Object outline annotations:
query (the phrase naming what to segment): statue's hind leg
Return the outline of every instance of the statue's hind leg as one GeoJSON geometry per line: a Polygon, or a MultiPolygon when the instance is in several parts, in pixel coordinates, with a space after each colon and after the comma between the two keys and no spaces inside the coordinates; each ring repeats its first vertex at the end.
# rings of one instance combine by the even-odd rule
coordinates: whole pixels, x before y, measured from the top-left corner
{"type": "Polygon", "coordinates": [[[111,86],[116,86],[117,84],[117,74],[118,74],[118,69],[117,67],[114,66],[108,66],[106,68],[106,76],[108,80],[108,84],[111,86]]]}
...
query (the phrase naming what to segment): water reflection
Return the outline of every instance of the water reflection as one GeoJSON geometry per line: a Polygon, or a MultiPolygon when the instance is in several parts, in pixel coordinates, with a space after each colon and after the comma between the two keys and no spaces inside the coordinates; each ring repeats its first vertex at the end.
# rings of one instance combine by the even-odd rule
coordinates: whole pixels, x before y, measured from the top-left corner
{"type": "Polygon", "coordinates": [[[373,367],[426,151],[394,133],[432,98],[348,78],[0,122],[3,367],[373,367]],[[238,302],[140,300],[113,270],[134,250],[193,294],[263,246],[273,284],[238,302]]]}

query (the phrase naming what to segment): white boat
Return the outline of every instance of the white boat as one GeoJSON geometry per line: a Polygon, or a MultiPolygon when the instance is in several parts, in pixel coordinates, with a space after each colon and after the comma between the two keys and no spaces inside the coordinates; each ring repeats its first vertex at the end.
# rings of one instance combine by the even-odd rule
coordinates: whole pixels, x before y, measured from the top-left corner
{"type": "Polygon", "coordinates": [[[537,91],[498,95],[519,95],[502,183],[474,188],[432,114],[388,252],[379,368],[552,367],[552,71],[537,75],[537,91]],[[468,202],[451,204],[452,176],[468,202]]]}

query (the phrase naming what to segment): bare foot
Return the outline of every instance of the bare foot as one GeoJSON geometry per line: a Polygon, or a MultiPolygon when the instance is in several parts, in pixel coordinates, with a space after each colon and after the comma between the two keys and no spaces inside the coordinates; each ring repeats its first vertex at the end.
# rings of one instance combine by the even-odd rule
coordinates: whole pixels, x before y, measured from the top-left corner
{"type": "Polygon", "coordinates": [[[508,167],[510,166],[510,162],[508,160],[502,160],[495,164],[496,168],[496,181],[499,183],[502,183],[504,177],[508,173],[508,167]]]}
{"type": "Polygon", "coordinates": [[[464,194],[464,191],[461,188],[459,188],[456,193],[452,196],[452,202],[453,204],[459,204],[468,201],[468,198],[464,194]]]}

WRITTEN TASK: Please list every line of the material above that contains the string "what", treating uppercase and lowercase as different.

FINAL RESULT:
query (the phrase naming what to segment): statue's hind leg
query (the phrase naming what to segment): water reflection
query (the phrase naming what to segment): white boat
query (the phrase naming what to segment): bare foot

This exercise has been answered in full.